BEGIN Data rows

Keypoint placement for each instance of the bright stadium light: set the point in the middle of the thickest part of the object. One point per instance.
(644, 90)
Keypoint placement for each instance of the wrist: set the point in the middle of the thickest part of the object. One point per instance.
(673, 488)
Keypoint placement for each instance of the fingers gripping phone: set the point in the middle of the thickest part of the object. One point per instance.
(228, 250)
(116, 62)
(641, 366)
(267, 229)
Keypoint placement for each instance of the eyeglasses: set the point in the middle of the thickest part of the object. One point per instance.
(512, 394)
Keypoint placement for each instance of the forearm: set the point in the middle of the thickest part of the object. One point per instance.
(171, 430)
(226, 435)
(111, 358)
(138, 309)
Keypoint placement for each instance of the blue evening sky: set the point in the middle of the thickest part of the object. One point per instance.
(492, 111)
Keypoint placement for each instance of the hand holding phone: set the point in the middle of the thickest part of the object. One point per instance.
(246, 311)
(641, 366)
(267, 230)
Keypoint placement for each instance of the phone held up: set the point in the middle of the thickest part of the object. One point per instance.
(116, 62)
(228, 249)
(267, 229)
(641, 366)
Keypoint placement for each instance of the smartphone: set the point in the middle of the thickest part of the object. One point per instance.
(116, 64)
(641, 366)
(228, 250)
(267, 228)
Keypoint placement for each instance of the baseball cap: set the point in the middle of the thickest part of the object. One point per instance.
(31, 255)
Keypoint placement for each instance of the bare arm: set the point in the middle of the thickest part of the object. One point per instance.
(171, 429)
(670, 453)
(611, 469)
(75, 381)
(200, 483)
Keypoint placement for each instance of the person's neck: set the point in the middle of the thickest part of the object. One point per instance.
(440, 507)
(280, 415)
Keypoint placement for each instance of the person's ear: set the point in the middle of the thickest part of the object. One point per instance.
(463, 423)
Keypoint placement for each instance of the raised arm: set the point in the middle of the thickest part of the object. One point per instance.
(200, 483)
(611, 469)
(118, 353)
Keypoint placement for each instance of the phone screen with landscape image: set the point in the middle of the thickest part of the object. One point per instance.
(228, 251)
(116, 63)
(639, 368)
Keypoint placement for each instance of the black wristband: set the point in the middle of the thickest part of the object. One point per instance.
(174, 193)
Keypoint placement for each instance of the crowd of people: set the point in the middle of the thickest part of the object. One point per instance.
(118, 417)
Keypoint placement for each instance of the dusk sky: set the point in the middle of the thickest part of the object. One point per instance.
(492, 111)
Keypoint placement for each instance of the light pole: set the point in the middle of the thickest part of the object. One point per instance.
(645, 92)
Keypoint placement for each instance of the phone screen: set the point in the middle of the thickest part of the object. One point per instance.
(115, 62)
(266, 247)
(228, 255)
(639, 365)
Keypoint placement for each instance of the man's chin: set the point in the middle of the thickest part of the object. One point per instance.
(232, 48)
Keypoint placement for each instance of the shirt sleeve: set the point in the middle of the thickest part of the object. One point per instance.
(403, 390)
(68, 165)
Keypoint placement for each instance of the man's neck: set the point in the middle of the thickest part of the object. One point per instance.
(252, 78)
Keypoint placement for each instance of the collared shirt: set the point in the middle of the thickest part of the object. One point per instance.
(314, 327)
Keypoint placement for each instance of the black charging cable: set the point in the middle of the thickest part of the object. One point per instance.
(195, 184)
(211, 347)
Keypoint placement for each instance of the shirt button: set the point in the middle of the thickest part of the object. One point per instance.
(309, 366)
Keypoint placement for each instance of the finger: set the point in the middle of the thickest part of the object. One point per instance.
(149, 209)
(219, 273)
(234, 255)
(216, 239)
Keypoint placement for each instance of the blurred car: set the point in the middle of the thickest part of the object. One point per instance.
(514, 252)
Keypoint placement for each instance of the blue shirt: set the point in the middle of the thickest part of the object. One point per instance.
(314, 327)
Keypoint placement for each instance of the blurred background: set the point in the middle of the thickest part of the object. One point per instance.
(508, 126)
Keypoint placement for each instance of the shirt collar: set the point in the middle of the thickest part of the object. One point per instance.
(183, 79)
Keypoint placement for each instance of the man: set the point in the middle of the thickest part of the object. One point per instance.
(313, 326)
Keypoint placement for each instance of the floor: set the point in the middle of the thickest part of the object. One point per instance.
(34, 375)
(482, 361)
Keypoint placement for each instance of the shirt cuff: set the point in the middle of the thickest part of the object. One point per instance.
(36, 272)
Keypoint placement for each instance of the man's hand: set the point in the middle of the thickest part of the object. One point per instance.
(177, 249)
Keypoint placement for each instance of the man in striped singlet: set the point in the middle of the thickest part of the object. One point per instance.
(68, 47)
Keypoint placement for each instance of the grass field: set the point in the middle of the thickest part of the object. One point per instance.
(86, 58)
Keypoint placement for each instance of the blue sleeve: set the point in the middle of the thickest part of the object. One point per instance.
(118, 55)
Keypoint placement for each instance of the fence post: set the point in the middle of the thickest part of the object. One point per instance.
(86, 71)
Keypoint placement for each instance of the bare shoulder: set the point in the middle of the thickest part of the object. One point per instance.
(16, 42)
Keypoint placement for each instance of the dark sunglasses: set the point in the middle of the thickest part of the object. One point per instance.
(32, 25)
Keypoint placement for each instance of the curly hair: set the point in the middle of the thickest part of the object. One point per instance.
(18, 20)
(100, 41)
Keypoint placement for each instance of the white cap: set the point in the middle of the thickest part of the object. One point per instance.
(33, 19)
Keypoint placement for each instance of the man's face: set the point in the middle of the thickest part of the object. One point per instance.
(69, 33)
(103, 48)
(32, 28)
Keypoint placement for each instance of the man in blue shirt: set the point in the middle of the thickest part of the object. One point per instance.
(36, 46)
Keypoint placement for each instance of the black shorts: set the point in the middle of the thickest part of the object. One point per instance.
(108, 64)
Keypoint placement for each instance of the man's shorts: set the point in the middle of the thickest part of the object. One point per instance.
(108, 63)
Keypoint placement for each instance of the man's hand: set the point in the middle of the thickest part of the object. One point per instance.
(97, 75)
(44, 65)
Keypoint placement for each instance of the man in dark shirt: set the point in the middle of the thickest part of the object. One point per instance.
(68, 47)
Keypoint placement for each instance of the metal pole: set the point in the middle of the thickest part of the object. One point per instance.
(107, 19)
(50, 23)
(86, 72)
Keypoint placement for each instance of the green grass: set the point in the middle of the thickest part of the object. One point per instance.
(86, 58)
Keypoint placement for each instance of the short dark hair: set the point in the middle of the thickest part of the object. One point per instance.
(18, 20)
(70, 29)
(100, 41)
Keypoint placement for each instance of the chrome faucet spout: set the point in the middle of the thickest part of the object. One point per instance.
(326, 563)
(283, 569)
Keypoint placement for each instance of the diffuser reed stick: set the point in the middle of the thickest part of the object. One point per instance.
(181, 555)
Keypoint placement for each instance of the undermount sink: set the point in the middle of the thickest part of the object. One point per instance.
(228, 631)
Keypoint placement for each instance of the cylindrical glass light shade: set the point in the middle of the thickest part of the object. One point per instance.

END Data rows

# Aim of the exercise
Repeat the records above exactly, from the first line to the last.

# Output of the exercise
Keypoint placement for each instance of the bright stadium light: set the point in the middle of the thickest part of the object. One point per instance.
(644, 90)
Keypoint placement for each instance of the wrist: set the point in the middle of the thickest part of the object. One point per instance.
(673, 488)
Keypoint placement for each instance of the fingers gripping phone: set the point in the middle of the thickest part of the object. One point per instance.
(228, 250)
(116, 62)
(641, 366)
(267, 229)
Keypoint placement for each instance of the eyeglasses: set the point in the middle of the thickest part of the object. One point per instance.
(512, 394)
Keypoint placement for each instance of the forearm: set the point in the middle of the thickest part of the object. One point per instance.
(171, 430)
(226, 435)
(111, 358)
(138, 309)
Keypoint placement for each instance of the blue evening sky: set the point in the middle of the thickest part of the object. One point per instance.
(492, 111)
Keypoint placement for each instance of the hand holding phone: set the point in the middle of the thickest part of the object. One point per instance.
(246, 311)
(641, 366)
(267, 230)
Keypoint placement for each instance of the phone held up: set the point in the middle of the thickest part of the object. One point per instance.
(116, 62)
(228, 249)
(267, 229)
(641, 366)
Keypoint placement for each instance of the smartphone: set the point in the middle of the thickest part of the object. One point per instance.
(116, 64)
(641, 366)
(228, 250)
(267, 228)
Keypoint placement for each instance of the baseball cap: set the point in the middle of the thickest part of the object. One point per instance.
(31, 255)
Keypoint placement for each instance of the bare arm: set the point in the middle of the thickest part of the object. One point per instance.
(171, 429)
(670, 453)
(611, 469)
(75, 381)
(200, 483)
Keypoint placement for each instance of the person's neck: set the point in the middle of the thickest part of the object. One point per instance.
(440, 507)
(280, 415)
Keypoint placement for each instance of the person's ear: set the point in the middle of the thickest part of the object. One point per instance.
(463, 423)
Keypoint placement for each instance of the raised arm: set the point in the middle of the thickest part of the object. One point per instance.
(200, 483)
(611, 469)
(118, 353)
Keypoint placement for each instance of the phone screen with landscape image: set the point in the middle of the thickest part of the object. One point per instance.
(228, 251)
(116, 63)
(639, 368)
Keypoint placement for each instance of the black wristband: set the point in the middle of the thickest part of the object. One point per instance.
(174, 193)
Keypoint placement for each instance of the crowd of people: set the point in the middle of the thickest part of the object. One point per instance.
(118, 417)
Keypoint placement for each instance of the dusk sky: set the point in the middle of the thickest part of the object. One point per instance.
(492, 111)
Keypoint placement for each instance of the light pole: set the point in the middle of the thickest part of the object. One point per instance.
(645, 92)
Keypoint placement for each instance of the phone screen: set the point in the middle of the thickest part of the object. One point per instance.
(115, 62)
(266, 247)
(228, 255)
(639, 365)
Keypoint placement for each instance of the man's chin: set the point in the middle of the thickest part of the object. One point per instance.
(232, 48)
Keypoint placement for each instance of the shirt sleeve: set the point in the middle of the thickest part of the object. One point per instance.
(403, 390)
(68, 165)
Keypoint placement for each instance of the man's neck: set the point in the middle of the thickest part of the object. One point per instance.
(252, 78)
Keypoint placement for each instance of the collared shirt: set the point in the middle of the thickest part of the object. One point per instance.
(314, 327)
Keypoint placement for each instance of the black charging cable: set the point in the middle of the thickest part of the object. One point per instance.
(195, 184)
(211, 347)
Keypoint placement for each instance of the shirt button: set the point in the middle of the thickest part of the object. One point per instance.
(309, 366)
Keypoint placement for each instance of the finger: set the point in the middle of the thickest part of the object. One point per instance.
(149, 209)
(219, 273)
(234, 255)
(216, 239)
Keypoint placement for each instance of the blurred car: set the point in the middle of the thickest part of the object. One point per instance.
(514, 252)
Keypoint placement for each instance of the blue shirt: set the point in the middle of the thickest part of the object. One point per instance.
(314, 327)
Keypoint placement for each instance of the blurred background: set the point in the middle of the thickest part of the object. One point per instance.
(508, 126)
Keypoint placement for each instance of the shirt collar: set the point in the middle of the thickest part of the object. One point per instance.
(183, 79)
Keypoint placement for each instance of the man: set the point in the middle of the thickest part of the object. One point per instance.
(313, 326)
Keypoint placement for each instance of the floor: set the point in the middle of the thickest part of the object. One point per instance.
(34, 375)
(482, 361)
Keypoint placement for each instance of the shirt cuff: set the point in the middle of the thickest part of the object. One point per instance.
(36, 272)
Keypoint placement for each instance of the man's hand: set the point in the middle of the thickest part of the object. One point per instance.
(177, 249)
Keypoint placement for each instance of the man in striped singlet: set the point in the middle of the thickest part of the object. One point per instance.
(68, 47)
Keypoint placement for each instance of the grass field: set the point in the middle of the thickest part of the object. One point per instance.
(86, 58)
Keypoint placement for each instance of the blue sleeve: set the point in the middle of the thickest part of the object. One point per instance.
(118, 55)
Keypoint placement for each instance of the fence post: set the point in the middle of the thickest part of the object. One point per instance.
(86, 71)
Keypoint placement for each instance of the bare shoulder: set the point in the middle of the thickest part of the object. One point per instance.
(16, 42)
Keypoint placement for each instance of the dark sunglasses: set the point in the middle of the thickest part of the object. One point per instance.
(32, 25)
Keypoint placement for each instance of the curly hair: set the point in the middle of the thickest part of the object. One point per instance.
(18, 20)
(100, 41)
Keypoint placement for each instance of the white cap: set the point in the middle of the thickest part of the object. One point per instance.
(33, 19)
Keypoint placement for each instance of the man's face: set the point in the middle of the thickest part of the object. One point per instance.
(69, 33)
(103, 48)
(32, 28)
Keypoint placement for each instance of the man in blue shirt: set the point in the middle of the thickest part of the object. One point per instance.
(36, 46)
Keypoint placement for each instance of the black shorts: set the point in the middle of the thickest part of the object. One point per instance.
(108, 64)
Keypoint placement for each instance of the man's shorts: set the point in the middle of the thickest part of the object. One point per instance.
(108, 63)
Keypoint placement for each instance of the man's hand: set the point in the middle of the thickest part of the object. One point per instance.
(97, 75)
(44, 65)
Keypoint placement for each instance of the man in dark shirt: set the point in the middle of the thickest part of the object. One point per instance.
(68, 47)
Keypoint placement for each instance of the metal pole: set the point in the middle of the thickest part of the object. One point per instance.
(107, 19)
(50, 23)
(86, 72)
Keypoint placement for each instance of the green grass: set the point in the middle of the thickest part of the object. One point per instance.
(86, 58)
Keypoint placement for each instance of the short dark hair: set the point in the middle of the thickest part of the object. One point per instance.
(18, 20)
(70, 29)
(100, 41)
Keypoint placement for each instance of the chrome faucet spout: set the point in the middle of the thickest part of the object. One point per instance.
(326, 563)
(283, 569)
Keypoint placement for each instance of the diffuser reed stick: set the point in the middle of the thickest part of the object. One point per instance.
(181, 555)
Keypoint placement for each instance of the undermount sink: set the point in the middle of the thickest part of the object. One point per instance.
(228, 631)
Keypoint placement for each instance of the cylindrical glass light shade: set the point in the middle of the thickest part of the object. One point per instance.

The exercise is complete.